▸ **Instrucciones**
1. Traduce al inglés esta oración del fragmento sobre el Joker: "Hasta ahora, el Joker había tenido varias historias de origen."
2. Responde con datos del fragmento sobre el Joker:
(a) ¿Qué proponía Phillips para Joker?
(b) ¿Durante cuántos años atravesó el Joker reinvenciones de considerable importancia?
(c) ¿En qué cayó el criminal que luego se convirtió en el Joker?
3. Por favor, reproduce textualmente el pasaje del fragmento sobre el Joker comprendido entre "Pero lo que" y "del hombre murciélago?", ambos inclusive.

▸ **Fragmento de la página**

■ ■ ■ ■

Pero lo que Phillips proponía era una historia de origen para Joker. Una película que no solo mostrara su caída en la oscuridad, sino su personalidad más allá de su paradigmático enfrentamiento con el hijo favorito de Gotham.

¿Podría funcionar algo semejante? Durante ochenta años, el Joker atravesó reinvenciones de considerable importancia, y también un recorrido extravagante y curioso hasta convertirse en metáfora del mal postmoderno. Pero de alguna forma u otra, su simbología siempre estuvo atada a Batman, a la forma en cómo el héroe evolucionaba —o se hacía cada vez más oscuro, matizado en las heridas de sus traumas— y más complicado de comprender. ¿Podría el Joker ser algo más que su reverso oscuro y una entidad independiente a la mitología creada a la medida del hombre murciélago?

El ‘Joker’ llegó para cambiarlo todo

Hasta ahora, el Joker había tenido varias historias de origen. Las cuales no siempre coinciden en los datos generales sobre su vida antes de la eterna y macabra sonrisa que le caracteriza. Más allá de la reinvención para de The Killing Joke creada por Alan Moore, el Joker siempre estuvo rodeado de cierto aire de vaga abstracción: un criminal (que en ocasiones incluso llegó a disfrazarse y tomar el nombre de Red Hood) que luego cayó en una tina de productos químicos que lo enloqueció y que además le brindó su aspecto: piel blanca, cabello verde y las cicatrices que le brindaban su sardónica sonrisa.

■ ■ ■ ■

▸ **Material proporcionado**

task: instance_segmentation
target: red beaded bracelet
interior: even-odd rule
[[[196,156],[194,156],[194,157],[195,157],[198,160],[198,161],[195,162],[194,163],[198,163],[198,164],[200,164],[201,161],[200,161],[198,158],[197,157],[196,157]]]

■ ■ ■ ■

▸ **Respuestas**
1. Until now, the Joker had had several origin stories.

2.
(a) Una historia de origen.
(b) Durante ochenta años.
(c) En una tina de productos químicos.

3.
Pero lo que Phillips proponía era una historia de origen para Joker. Una película que no solo mostrara su caída en la oscuridad, sino su personalidad más allá de su paradigmático enfrentamiento con el hijo favorito de Gotham.

¿Podría funcionar algo semejante? Durante ochenta años, el Joker atravesó reinvenciones de considerable importancia, y también un recorrido extravagante y curioso hasta convertirse en metáfora del mal postmoderno. Pero de alguna forma u otra, su simbología siempre estuvo atada a Batman, a la forma en cómo el héroe evolucionaba —o se hacía cada vez más oscuro, matizado en las heridas de sus traumas— y más complicado de comprender. ¿Podría el Joker ser algo más que su reverso oscuro y una entidad independiente a la mitología creada a la medida del hombre murciélago?